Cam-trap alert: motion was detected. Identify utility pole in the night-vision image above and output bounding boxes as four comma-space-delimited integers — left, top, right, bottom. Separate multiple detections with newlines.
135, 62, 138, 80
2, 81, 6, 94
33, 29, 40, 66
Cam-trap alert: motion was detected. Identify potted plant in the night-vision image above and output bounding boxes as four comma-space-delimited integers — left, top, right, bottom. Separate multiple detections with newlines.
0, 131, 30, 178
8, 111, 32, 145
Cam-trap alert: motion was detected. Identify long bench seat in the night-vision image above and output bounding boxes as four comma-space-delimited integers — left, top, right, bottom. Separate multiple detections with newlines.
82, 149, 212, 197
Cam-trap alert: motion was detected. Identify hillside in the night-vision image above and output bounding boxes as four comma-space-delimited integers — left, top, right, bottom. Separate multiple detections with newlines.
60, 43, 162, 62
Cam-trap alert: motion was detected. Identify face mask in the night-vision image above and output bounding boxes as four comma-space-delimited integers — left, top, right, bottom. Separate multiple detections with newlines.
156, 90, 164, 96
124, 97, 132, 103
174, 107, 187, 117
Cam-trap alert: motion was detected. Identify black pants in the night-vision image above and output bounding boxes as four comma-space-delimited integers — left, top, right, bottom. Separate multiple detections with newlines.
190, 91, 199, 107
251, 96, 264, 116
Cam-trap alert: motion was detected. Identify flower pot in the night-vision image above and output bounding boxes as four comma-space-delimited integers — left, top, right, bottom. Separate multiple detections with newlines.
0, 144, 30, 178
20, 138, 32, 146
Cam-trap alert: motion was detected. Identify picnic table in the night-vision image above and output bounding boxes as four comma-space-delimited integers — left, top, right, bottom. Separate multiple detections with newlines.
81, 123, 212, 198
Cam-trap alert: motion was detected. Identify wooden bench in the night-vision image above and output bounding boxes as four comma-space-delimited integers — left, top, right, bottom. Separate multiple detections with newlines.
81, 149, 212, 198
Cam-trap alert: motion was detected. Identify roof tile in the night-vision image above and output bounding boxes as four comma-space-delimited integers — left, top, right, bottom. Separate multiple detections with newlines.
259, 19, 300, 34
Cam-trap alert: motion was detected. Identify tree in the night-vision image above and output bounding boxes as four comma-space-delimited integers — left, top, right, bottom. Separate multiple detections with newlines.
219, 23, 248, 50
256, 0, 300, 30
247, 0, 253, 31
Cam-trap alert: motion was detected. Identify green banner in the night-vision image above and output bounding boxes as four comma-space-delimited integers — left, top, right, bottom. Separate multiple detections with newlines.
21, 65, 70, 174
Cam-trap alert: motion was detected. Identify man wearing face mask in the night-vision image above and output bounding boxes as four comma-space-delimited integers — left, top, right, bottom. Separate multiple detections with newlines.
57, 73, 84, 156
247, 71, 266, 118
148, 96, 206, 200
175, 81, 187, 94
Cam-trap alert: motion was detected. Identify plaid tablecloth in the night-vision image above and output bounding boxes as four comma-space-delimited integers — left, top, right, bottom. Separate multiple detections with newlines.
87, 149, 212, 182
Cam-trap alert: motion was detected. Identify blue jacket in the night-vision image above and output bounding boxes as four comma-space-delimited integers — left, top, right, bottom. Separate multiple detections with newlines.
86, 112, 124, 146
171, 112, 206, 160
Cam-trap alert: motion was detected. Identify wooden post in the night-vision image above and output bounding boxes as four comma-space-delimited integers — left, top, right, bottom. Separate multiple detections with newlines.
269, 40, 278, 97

────

Reproduce the entire listing above word for word, keeping every line unchanged and in the same order.

## SOLUTION TO THIS EXERCISE
Cam-trap alert: motion was detected. Identify utility pole in the night-vision image above and output bounding boxes as four comma-space-delimited integers — left, top, right, bottom. Separate multiple detections with newlines.
135, 62, 138, 80
2, 81, 6, 94
33, 29, 40, 66
Cam-trap alert: motion was detected. Identify potted plant in the night-vision image above and output bounding boxes as four comma-space-delimited integers — left, top, right, bottom. Separate multiple detections with newlines.
0, 131, 30, 178
8, 111, 32, 145
Cam-trap alert: motion was detected. Identify long bench seat in the night-vision image above and output bounding boxes as four comma-space-delimited integers — left, top, right, bottom. Separate multiple detections with newlines.
82, 149, 212, 197
Cam-trap alert: motion was detected. Identify hillside in the night-vision image above and output bounding boxes as four comma-space-delimited integers — left, top, right, bottom. Separate multiple detections with newlines.
60, 43, 162, 62
Cam-trap alert: motion was detected. Identify face mask in the night-vision image above and output bounding boxes as four comma-space-delimited integers — left, top, right, bottom. Separate multiple detections with newlines.
156, 90, 164, 96
124, 97, 132, 103
174, 107, 187, 117
Cam-trap alert: motion was detected. Identify black pants in the night-vision image above and output bounding boxes as four comma-space-delimited integers — left, top, right, bottom. Separate multiple detections with newlines.
190, 91, 199, 107
251, 96, 264, 116
Cam-trap alert: motion was detected. Identify flower pot in the night-vision image above and output bounding boxes as four comma-space-delimited integers — left, top, right, bottom. Separate multiple detections with newlines.
0, 144, 30, 178
20, 138, 32, 146
Cam-trap alert: motion was detected. Identify picnic table in the night-vision image above and output bounding boxes as four comma-space-delimited integers — left, top, right, bottom. Separate multiple detections with newlines.
81, 123, 212, 198
Cam-trap alert: motion was detected. Identify wooden bench in the night-vision image above and output bounding boxes as four comma-space-delimited integers — left, top, right, bottom. Separate multiple detections with newlines.
81, 149, 212, 198
Cam-trap alert: motion was detected. Identify roof tile in the night-vision image above and output bounding boxes as four comma-space-delimited integers — left, top, right, bottom. Separate multiple detections with newlines.
259, 19, 300, 34
Cam-trap alert: motion was detected. Identify tree in the night-vision image above and output bounding boxes as four comma-space-delimited integers — left, top, right, bottom. Separate multiple detections with newlines.
219, 23, 248, 50
256, 0, 300, 30
247, 0, 253, 31
Cam-trap alert: motion was detected. Identify green banner in the night-vision image above and output bounding boxes as four comma-space-delimited integers — left, top, right, bottom. Separate multiple detections with newlines.
21, 65, 70, 174
Cam-trap alert: motion was detected. Identify man wearing face mask in the night-vision image above and output bounding boxes as four comma-space-delimited integers — left, top, right, bottom. Separate multiple detections with newlines.
57, 73, 84, 156
247, 71, 266, 118
148, 96, 206, 200
175, 81, 187, 94
Cam-trap alert: motion was detected. Identify plaid tablecloth in the night-vision image above and output bounding boxes as four comma-space-delimited integers — left, top, right, bottom. Separate multiple detections with newlines.
87, 149, 212, 182
Cam-trap alert: motion was detected. Identify blue jacket in the night-vision image above and output bounding boxes as four comma-space-delimited integers — left, top, right, bottom. Separate multiple detections with newlines.
86, 112, 124, 146
171, 112, 206, 160
Cam-trap alert: motion was detected. Identify wooden post in the night-vision image above and output bounding boxes as four comma-space-delimited integers — left, top, right, bottom. Separate multiple detections with newlines.
269, 40, 278, 97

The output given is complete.